Material for the task>
--- --- ---

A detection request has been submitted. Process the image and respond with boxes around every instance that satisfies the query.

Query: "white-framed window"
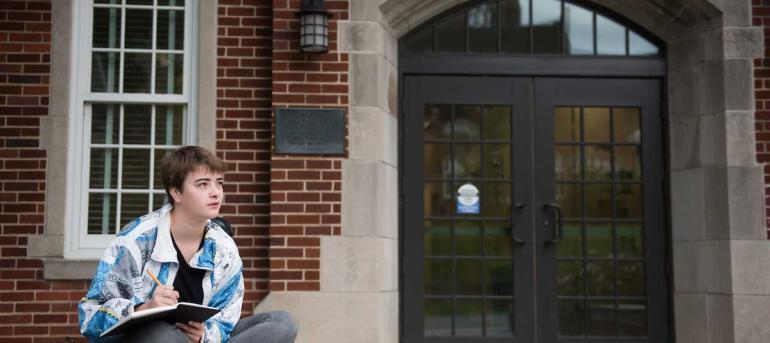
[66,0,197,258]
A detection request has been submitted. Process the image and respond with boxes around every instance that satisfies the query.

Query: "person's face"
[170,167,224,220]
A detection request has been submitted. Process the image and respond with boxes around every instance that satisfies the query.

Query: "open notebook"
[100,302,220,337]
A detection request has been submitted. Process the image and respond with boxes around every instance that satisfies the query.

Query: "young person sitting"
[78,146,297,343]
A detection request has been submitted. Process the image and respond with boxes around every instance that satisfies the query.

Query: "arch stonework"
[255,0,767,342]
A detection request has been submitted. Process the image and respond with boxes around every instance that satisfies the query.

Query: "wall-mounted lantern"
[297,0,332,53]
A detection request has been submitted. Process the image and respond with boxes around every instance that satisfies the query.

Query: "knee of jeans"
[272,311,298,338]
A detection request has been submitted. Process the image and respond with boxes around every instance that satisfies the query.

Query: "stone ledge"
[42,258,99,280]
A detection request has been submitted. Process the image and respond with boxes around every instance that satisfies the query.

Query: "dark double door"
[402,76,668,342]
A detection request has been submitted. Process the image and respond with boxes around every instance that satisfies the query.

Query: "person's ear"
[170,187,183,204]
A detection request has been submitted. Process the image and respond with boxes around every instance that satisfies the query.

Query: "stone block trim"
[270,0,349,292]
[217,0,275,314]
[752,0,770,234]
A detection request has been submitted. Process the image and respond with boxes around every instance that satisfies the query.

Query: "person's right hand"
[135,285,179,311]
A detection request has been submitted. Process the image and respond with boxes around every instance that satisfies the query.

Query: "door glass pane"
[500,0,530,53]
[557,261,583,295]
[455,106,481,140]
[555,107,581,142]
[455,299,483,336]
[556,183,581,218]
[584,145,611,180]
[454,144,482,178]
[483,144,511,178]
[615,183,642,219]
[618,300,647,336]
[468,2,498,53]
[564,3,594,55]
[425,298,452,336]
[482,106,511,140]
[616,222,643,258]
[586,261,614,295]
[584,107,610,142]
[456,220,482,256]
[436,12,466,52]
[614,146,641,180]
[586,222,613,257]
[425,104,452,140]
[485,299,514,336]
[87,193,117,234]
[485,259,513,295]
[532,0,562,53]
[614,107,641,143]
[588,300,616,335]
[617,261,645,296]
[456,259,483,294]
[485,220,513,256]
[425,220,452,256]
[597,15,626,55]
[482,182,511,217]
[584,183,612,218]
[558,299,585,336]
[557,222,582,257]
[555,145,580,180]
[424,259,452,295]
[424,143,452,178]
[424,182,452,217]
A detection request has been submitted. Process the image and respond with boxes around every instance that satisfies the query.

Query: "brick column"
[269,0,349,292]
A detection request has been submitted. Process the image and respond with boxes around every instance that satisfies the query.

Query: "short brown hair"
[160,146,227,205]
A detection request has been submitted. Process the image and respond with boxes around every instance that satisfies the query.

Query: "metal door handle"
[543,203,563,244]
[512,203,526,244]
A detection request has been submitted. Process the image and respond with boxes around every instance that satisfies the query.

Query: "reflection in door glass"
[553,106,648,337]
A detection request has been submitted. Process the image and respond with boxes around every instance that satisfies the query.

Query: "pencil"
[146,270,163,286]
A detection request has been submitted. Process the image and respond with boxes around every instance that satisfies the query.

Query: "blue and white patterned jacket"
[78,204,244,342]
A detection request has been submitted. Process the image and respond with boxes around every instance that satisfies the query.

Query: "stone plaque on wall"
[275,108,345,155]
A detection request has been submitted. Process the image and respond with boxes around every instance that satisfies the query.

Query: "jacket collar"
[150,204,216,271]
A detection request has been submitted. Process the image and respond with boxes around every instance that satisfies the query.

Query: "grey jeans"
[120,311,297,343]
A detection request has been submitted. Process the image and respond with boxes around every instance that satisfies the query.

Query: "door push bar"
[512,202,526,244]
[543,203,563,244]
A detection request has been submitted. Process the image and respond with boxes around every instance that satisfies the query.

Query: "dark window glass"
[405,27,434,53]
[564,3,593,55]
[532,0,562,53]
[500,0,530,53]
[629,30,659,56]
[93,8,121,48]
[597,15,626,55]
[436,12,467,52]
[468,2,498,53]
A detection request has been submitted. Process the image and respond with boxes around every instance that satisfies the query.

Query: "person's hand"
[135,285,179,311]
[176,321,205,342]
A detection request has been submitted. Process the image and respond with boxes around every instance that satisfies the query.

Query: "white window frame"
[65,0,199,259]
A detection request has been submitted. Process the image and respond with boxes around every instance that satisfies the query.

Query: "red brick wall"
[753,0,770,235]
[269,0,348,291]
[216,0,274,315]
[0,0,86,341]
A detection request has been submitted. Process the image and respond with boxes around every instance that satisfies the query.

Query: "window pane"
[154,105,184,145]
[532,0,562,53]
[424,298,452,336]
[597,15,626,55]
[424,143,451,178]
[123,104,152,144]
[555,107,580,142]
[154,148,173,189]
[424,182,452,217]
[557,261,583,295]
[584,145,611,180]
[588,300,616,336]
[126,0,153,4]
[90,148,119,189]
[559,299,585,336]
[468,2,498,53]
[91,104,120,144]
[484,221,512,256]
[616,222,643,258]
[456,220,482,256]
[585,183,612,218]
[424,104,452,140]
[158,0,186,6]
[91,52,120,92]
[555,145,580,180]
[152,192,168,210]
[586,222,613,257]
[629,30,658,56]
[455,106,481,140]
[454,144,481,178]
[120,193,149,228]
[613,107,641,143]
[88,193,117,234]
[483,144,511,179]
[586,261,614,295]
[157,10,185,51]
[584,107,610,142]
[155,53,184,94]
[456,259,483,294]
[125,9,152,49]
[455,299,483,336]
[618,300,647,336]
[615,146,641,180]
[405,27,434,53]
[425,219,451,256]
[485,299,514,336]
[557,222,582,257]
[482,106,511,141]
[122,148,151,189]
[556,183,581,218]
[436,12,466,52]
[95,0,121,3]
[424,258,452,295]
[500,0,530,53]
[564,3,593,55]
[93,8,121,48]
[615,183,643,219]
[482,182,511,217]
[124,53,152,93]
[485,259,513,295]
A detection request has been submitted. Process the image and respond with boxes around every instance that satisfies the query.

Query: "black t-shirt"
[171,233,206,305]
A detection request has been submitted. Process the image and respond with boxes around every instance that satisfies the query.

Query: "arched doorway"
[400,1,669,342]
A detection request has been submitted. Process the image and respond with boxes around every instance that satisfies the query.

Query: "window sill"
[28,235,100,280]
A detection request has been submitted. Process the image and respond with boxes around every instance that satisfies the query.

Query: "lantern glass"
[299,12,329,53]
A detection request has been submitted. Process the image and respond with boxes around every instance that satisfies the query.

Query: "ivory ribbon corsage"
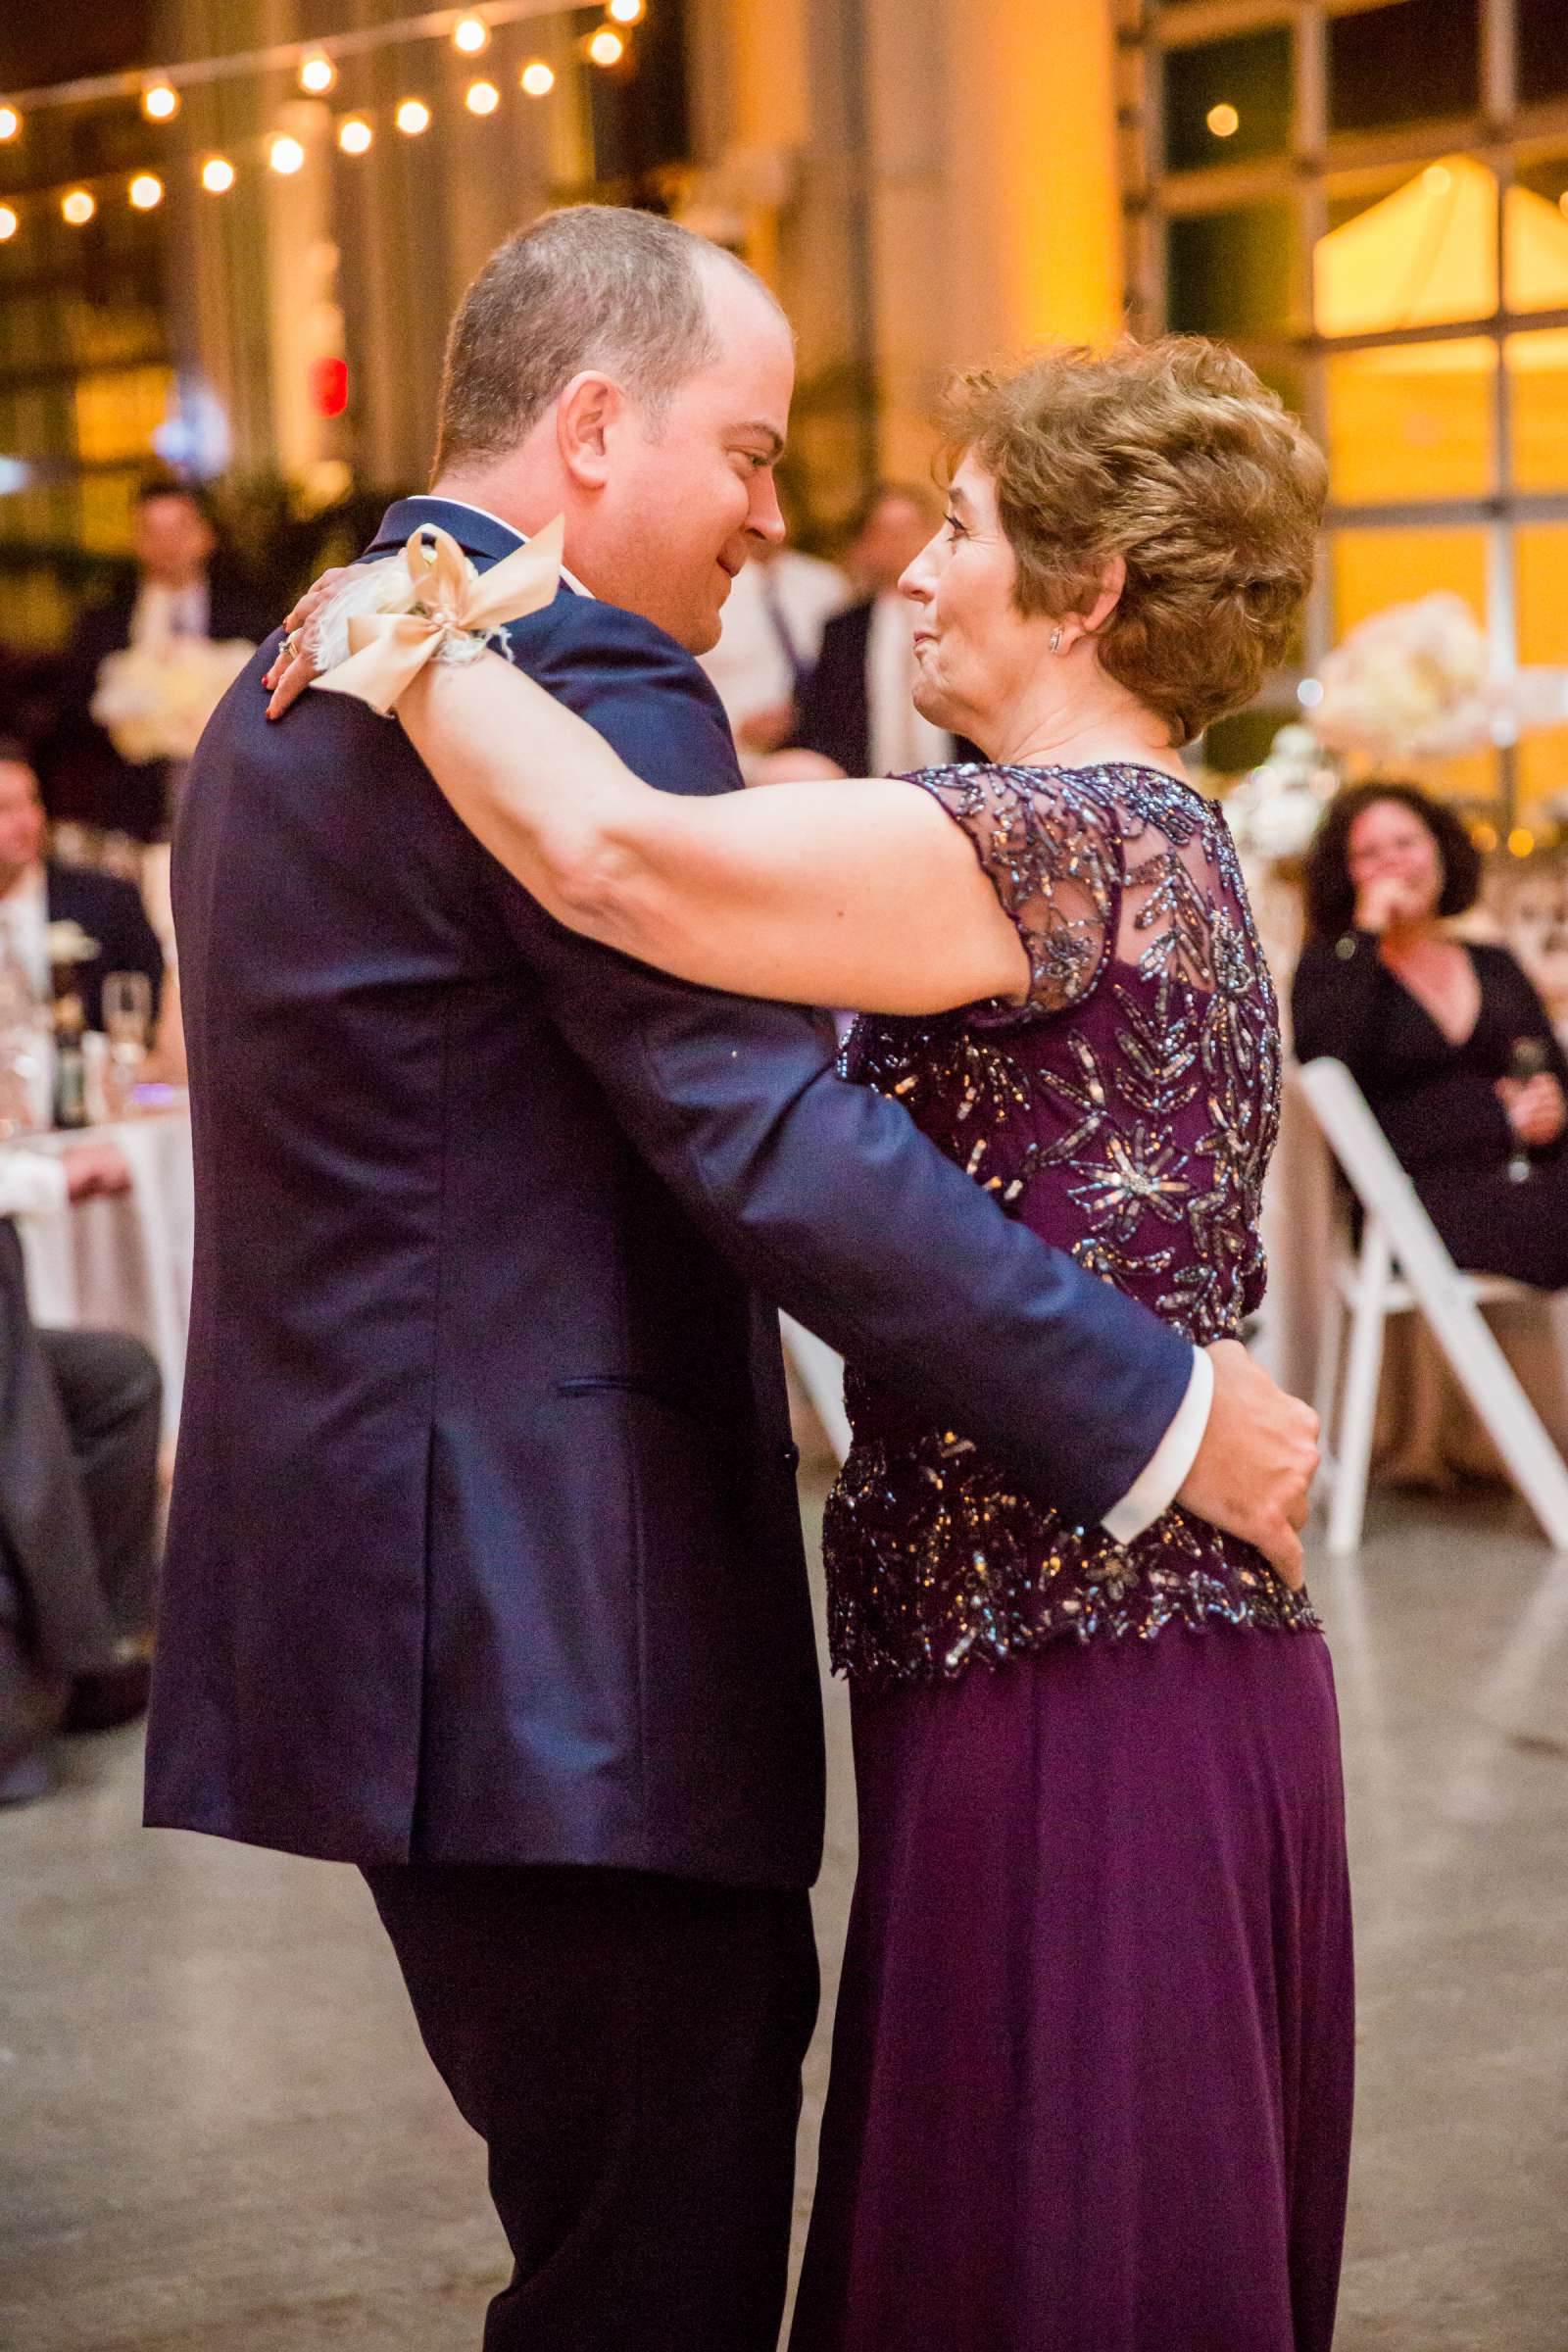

--- --- ---

Print the whole listing above exactly, and keep every picture out of the copy.

A detection request has been submitted. Process the image and respond with boxes around every instance that satisfies the query.

Query: "white-framed window"
[66,0,197,258]
A detection request has been submitted. Process the image and respond with boxes around every instance that satisfies the query.

Query: "person's face"
[170,167,224,220]
A detection request has been submitted. Process the image and respond with boxes around every instance that satisfies the query.

Query: "open notebook"
[100,302,220,337]
A detection request has been submitted. Process the image and respond with boxes around every instance that satisfies the query.

Query: "young person sitting"
[78,146,297,343]
A detection request has been submitted. Process the image and respond with boxes around every instance that satisfies the query.

Query: "arch stonework"
[255,0,767,342]
A detection request has been submitted. Process the image and respond with boxes around every instance that satisfies the query.

Query: "wall-mounted lantern"
[297,0,332,53]
A detection request has been submitted. Process the image and respond with boxes around every instance that satisfies the query.

Query: "knee of jeans"
[272,311,298,338]
A detection request has been submitted. Process the image and respond with boxes around every instance that satisfies the query.

Query: "stone ledge"
[42,258,99,280]
A detection request has been submitted. Process the image and respond with boxes around every instance that satisfies the query.

Query: "dark double door"
[402,76,668,342]
A detection request has been submitted. Process the image and respond with boxes around every instance that satisfies the query.

Query: "person's ear"
[170,187,183,204]
A detection request has been submitted. Process the image and respond with boxes around every instance that satisfies the query.

Query: "stone block trim"
[270,0,349,292]
[217,0,275,314]
[752,0,770,234]
A detection request has been submitted. Process the image and respond with boxes around every instance that satisfies the query.

Query: "person's right hand"
[135,285,179,311]
A detection request has been submitted. Process the image and respond with boxes around every instance that satisfies the query.

Query: "door glass pane"
[500,0,530,53]
[557,261,583,295]
[455,106,481,140]
[555,107,581,142]
[455,299,483,336]
[556,183,581,218]
[584,145,611,180]
[454,144,482,178]
[483,144,511,178]
[615,183,642,219]
[618,300,647,336]
[468,2,498,53]
[564,3,594,55]
[425,298,452,336]
[482,106,511,140]
[616,222,643,258]
[586,261,614,295]
[584,107,610,142]
[456,220,482,256]
[436,12,466,52]
[614,146,641,180]
[586,222,613,257]
[425,104,452,140]
[485,299,514,336]
[87,193,117,234]
[485,259,513,295]
[532,0,562,53]
[614,107,641,143]
[588,300,616,335]
[617,261,645,296]
[456,259,483,294]
[485,220,513,256]
[425,220,452,256]
[597,15,626,55]
[482,182,511,217]
[584,183,612,218]
[558,299,585,336]
[557,222,582,257]
[555,145,580,180]
[424,259,452,295]
[424,143,452,178]
[424,182,452,217]
A detection request has been submitted. Process the image and respond with boxes around every instance that satisfies the query.

Query: "brick column"
[269,0,349,292]
A detection request has been submitted. Process the image and respond with boxes around every instance that satisfies the query.

Query: "short brown hair"
[160,146,227,205]
A detection request has been submitted. Process the image and respond with boxes around every instance that satisfies the query.

Query: "metal door handle"
[543,203,563,244]
[512,203,526,244]
A detection request has been submitted. Process the image and respond with boxes around every instance that satisfies the query.

Query: "reflection in door glass"
[553,106,648,337]
A detection request has been submitted. Process the image and respond with boxes around every instance that satisfies the query.

Query: "pencil"
[146,270,163,286]
A detection request has been submitted. Process the image and respond with boxes around every instance that satisfies the query.

Query: "blue and white patterned jacket"
[78,204,244,342]
A detection request has been submitted. Process the image and respond with boxes around every instance that satisfies the query.

Query: "stone plaque on wall"
[275,108,345,155]
A detection request has been submitted. Process the image and respond with boxes around every instance that satisfies the query.

Query: "jacket collar"
[150,204,216,271]
A detection request has been submitted. Process the image and respond with boxes around every instance that satisfies the query.

Query: "grey jeans"
[120,311,297,343]
A detection request has been submitted. Process the image and respond with boxes around every instance that satisfies the query.

Query: "door push bar"
[512,202,526,244]
[543,203,563,244]
A detection request has been submitted. Process the image and respond with boxes around every instance that satisfies the query.

Query: "dark window glass"
[405,27,434,53]
[564,3,593,55]
[532,0,562,53]
[500,0,530,53]
[629,30,659,56]
[93,8,121,48]
[597,15,626,55]
[436,12,467,52]
[468,2,498,53]
A detection request has been submitted. Process the image and respond with boxes around every instance that satisfies the query.

Query: "person's hand"
[135,285,179,311]
[176,321,205,342]
A detection request has been submitted. Process the image and respond with boxes around every instance that satisfies the query.

Query: "white window frame"
[65,0,199,259]
A detection request has been submitted. Process the image and respond with boxes around every instance that satisfies the query.

Query: "red brick wall"
[753,0,770,235]
[269,0,348,291]
[216,0,274,315]
[0,0,86,341]
A detection request has been submitted. Process the image and respond with boxes around every instance that satisfies the query.

Query: "window pane"
[154,105,184,145]
[532,0,562,53]
[424,298,452,336]
[597,15,626,55]
[424,143,451,178]
[123,104,152,144]
[555,107,580,142]
[154,148,173,189]
[424,182,452,217]
[557,261,583,295]
[584,145,611,180]
[588,300,616,336]
[126,0,153,4]
[90,148,119,189]
[559,299,585,336]
[468,2,498,53]
[91,104,120,144]
[484,221,512,256]
[616,222,643,258]
[456,220,482,256]
[585,183,612,218]
[424,104,452,140]
[158,0,186,6]
[91,52,120,92]
[555,145,580,180]
[152,192,168,210]
[586,222,613,257]
[629,30,658,56]
[455,106,481,140]
[454,144,481,178]
[120,193,149,228]
[613,107,641,143]
[88,193,117,234]
[483,144,511,179]
[586,261,614,295]
[157,10,185,51]
[584,107,610,142]
[155,53,184,94]
[456,259,483,294]
[125,9,152,49]
[455,299,483,336]
[618,300,647,336]
[615,146,641,180]
[405,27,434,53]
[425,219,451,256]
[485,299,514,336]
[557,222,582,257]
[482,106,511,141]
[122,148,151,189]
[556,183,581,218]
[436,12,466,52]
[95,0,121,3]
[424,258,452,295]
[500,0,530,53]
[564,3,593,55]
[93,8,121,48]
[615,183,643,219]
[482,182,511,217]
[124,53,152,93]
[485,259,513,295]
A detection request has been submitted. Process the image and respond with boxes around every instance that satisfies the query.

Query: "black t-shirt"
[171,233,206,305]
A detection request has been submitted. Process the image and respond with boxes around every instance that satisfies the query.

Query: "arched doorway"
[400,1,669,342]
A detection request has been submitted. Process the image and respond with boxes around every instance that satisfies the query.

Query: "window sill"
[28,235,100,280]
A detection request has been submitted. Process the image and respond with boxes around every instance that satisfies the query.

Query: "lantern glass"
[299,12,329,53]
A detection request has been submitted. Process the image and respond with boxes around every instance that satisfies the query.

Query: "ivory ribbon corsage"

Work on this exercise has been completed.